___ Extract provided ___

Three years ago tonight, I was heading out to a pub quiz at Sullivan’s bar, on my first night (living) in Buenos Aires. I remember being proud of myself for being out on the town right away, and for finding my way to the bar on the bus (when I called South American Explorers about the event that night, the girl said, “OK, do you have a Guia T?” Not yet wise to this incredibly handy guide to BA’s amazing bus system, I said, “What’s that?”). I probably said over and over again that night as I met new people, “I just got here this morning. I’m not sure how long I’ll be in Buenos Aires; we’ll see.”

I certainly never dreamed I’d still be here three years later, sitting in my very own apartment, waiting for a group of great friends and my awesome boyfriend to come over and help me celebrate my time here. It’s been quite a ride! Here’s to many more years of adventure, friendship, and love, wherever I am.

A Spring Thanksgiving

November 28, 2009

Sometime last week I realized that Thanksgiving was this week, and started thinking maybe I should have some people over to celebrate. I thought back to the big potluck we did last year at my friend Cheryl’s house here in Buenos Aires, and it was a lot of fun and a great mix of expats, travelers, and locals, sharing traditions and food and conversation.

So I sent out a bilingual invitation on Monday of Thanksgiving week to about 20 people, assuming many of them wouldn’t be able to come. I wasn’t picky about getting people to bring any of the traditional turkey-day foods, but I did ask people to bring something homemade if possible.

___

● **Problems to solve**:
- a) List the things the writer of the Buenos Aires blog text raises a toast to, looking ahead to the coming years.
- b) Render this sentence from the Buenos Aires blog text in Spanish: "I wasn't picky about getting people to bring any of the traditional turkey-day foods, but I did ask people to bring something homemade if possible."
- c) Rewrite the Buenos Aires blog text from "I certainly never" to "wherever I am.", swapping "boyfriend" for "partner".
The data that follows is separate material and is not part of the Buenos Aires blog text above.

___ Raw records ___

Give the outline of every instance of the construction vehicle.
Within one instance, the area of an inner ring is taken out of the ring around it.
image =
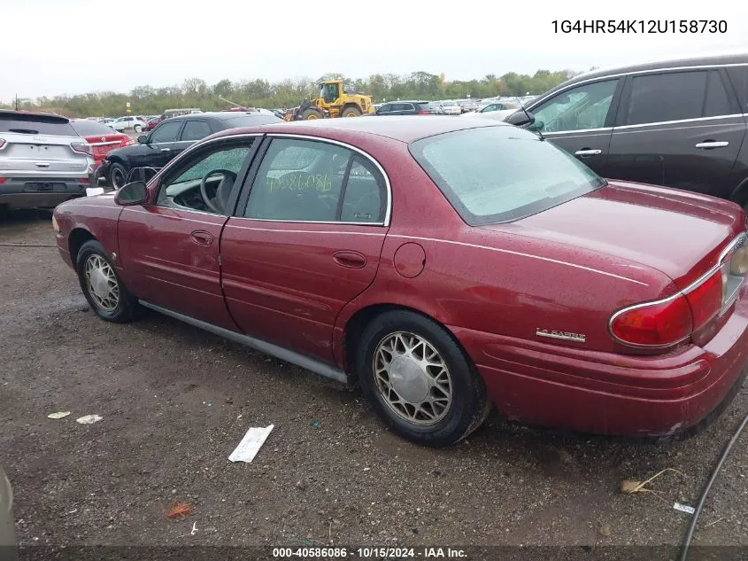
[[[363,94],[350,94],[343,87],[343,80],[328,80],[320,84],[320,97],[305,99],[283,117],[285,121],[309,121],[329,117],[359,117],[373,113],[374,99]]]

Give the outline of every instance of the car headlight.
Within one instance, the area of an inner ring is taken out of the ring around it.
[[[735,250],[729,260],[729,272],[732,275],[748,273],[748,246],[743,245]]]

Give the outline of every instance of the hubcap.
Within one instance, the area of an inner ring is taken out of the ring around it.
[[[112,312],[120,303],[120,284],[112,267],[96,253],[86,260],[86,284],[89,293],[101,309]]]
[[[441,421],[452,401],[449,369],[425,339],[397,331],[382,339],[374,355],[376,387],[398,417],[424,425]]]

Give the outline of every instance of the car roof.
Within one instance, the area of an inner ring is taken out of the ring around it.
[[[459,122],[458,122],[459,121]],[[394,140],[410,143],[419,138],[433,136],[456,130],[477,129],[480,127],[509,127],[504,122],[486,120],[469,121],[450,116],[371,116],[355,119],[314,119],[289,122],[268,123],[261,127],[243,127],[218,133],[227,136],[247,133],[289,133],[310,135],[335,139],[346,132],[363,133],[386,136]]]
[[[660,60],[652,60],[650,62],[643,62],[636,65],[628,65],[626,66],[613,66],[610,68],[598,68],[590,72],[585,72],[571,80],[564,82],[564,85],[581,82],[582,80],[590,80],[591,78],[599,78],[609,76],[611,74],[629,74],[632,72],[643,72],[647,70],[658,70],[659,68],[687,68],[690,66],[711,66],[719,65],[738,65],[748,64],[748,53],[733,53],[711,55],[706,57],[688,57],[682,58],[665,58]]]
[[[35,111],[15,111],[13,109],[0,109],[0,113],[4,115],[19,115],[21,117],[37,117],[43,119],[47,122],[70,122],[70,119],[58,115],[54,113],[40,113]]]

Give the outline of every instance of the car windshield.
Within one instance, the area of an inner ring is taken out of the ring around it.
[[[421,138],[410,151],[471,226],[519,220],[605,184],[574,156],[508,125]]]

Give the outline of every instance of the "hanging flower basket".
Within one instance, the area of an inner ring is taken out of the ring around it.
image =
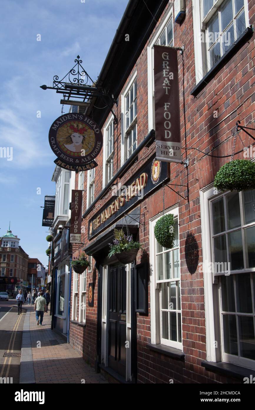
[[[248,159],[227,162],[215,175],[214,186],[222,191],[255,189],[255,164]]]
[[[154,234],[158,242],[162,246],[170,249],[174,246],[174,215],[172,214],[163,215],[156,222]]]
[[[90,264],[84,253],[81,253],[78,258],[74,257],[71,261],[71,264],[74,272],[80,275],[87,269],[88,266],[90,267]]]
[[[108,257],[114,255],[121,263],[131,263],[135,259],[142,246],[139,242],[133,240],[132,235],[126,236],[123,229],[114,230],[113,243],[109,244],[110,251]]]

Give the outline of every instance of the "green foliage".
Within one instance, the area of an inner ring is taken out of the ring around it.
[[[174,215],[164,215],[156,222],[154,234],[158,243],[165,248],[172,248],[174,240]]]
[[[214,186],[222,191],[255,189],[255,164],[247,159],[227,162],[215,175]]]
[[[84,270],[87,268],[88,266],[89,266],[90,268],[90,264],[87,259],[87,257],[85,255],[85,254],[84,252],[81,253],[79,257],[74,257],[73,259],[71,261],[71,264],[73,268],[75,268],[76,266],[84,266]]]
[[[134,249],[142,248],[139,242],[133,241],[132,235],[126,236],[123,229],[116,229],[114,231],[113,244],[109,244],[110,250],[108,257],[111,257],[115,253],[120,253]]]

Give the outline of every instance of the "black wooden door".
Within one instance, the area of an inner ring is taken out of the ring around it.
[[[125,267],[110,266],[108,366],[126,377],[126,275]]]

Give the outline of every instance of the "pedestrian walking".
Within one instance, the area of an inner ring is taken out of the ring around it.
[[[34,301],[36,300],[36,293],[35,289],[33,289],[33,293],[32,294],[32,303],[33,304],[34,303]]]
[[[21,313],[22,304],[25,301],[24,295],[21,290],[19,291],[19,292],[16,296],[16,300],[18,302],[18,314],[19,314],[20,312]]]
[[[29,305],[31,300],[31,294],[29,292],[27,294],[27,304]]]
[[[48,306],[49,305],[49,303],[50,302],[50,292],[48,290],[46,290],[46,292],[43,295],[43,297],[46,300],[46,313],[48,313]]]
[[[46,299],[43,297],[43,292],[41,292],[40,296],[36,298],[34,302],[34,310],[36,312],[36,319],[37,321],[37,325],[43,324],[43,314],[46,310]],[[39,317],[40,317],[40,319]]]

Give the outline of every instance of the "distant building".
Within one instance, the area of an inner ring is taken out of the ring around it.
[[[29,256],[19,246],[20,239],[9,229],[0,238],[0,292],[11,295],[26,288]]]

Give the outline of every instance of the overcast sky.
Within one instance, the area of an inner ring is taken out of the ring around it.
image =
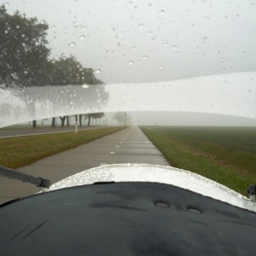
[[[106,83],[256,68],[255,1],[12,0],[8,5],[11,13],[19,9],[49,25],[53,57],[73,54],[100,69],[97,76]]]
[[[18,9],[49,24],[52,58],[73,54],[86,67],[98,70],[96,76],[107,84],[104,90],[109,93],[104,112],[181,111],[255,119],[255,2],[2,3],[9,13]],[[8,92],[0,91],[0,96],[2,102],[10,101]],[[96,109],[81,106],[84,101],[79,93],[75,98],[63,96],[73,103],[66,106],[68,111],[63,113],[59,106],[44,113],[40,107],[37,118]],[[15,102],[20,101],[12,99]],[[10,124],[9,118],[6,122]]]

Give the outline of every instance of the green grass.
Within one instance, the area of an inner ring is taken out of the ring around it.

___

● **Solutions to each task**:
- a)
adventure
friendship
love

- b) No fui exigente con que la gente trajera alguna de las comidas tradicionales del Día de Acción de Gracias, pero sí le pedí que trajera algo casero si era posible.

- c)
I certainly never dreamed I’d still be here three years later, sitting in my very own apartment, waiting for a group of great friends and my awesome partner to come over and help me celebrate my time here. It’s been quite a ride! Here’s to many more years of adventure, friendship, and love, wherever I am.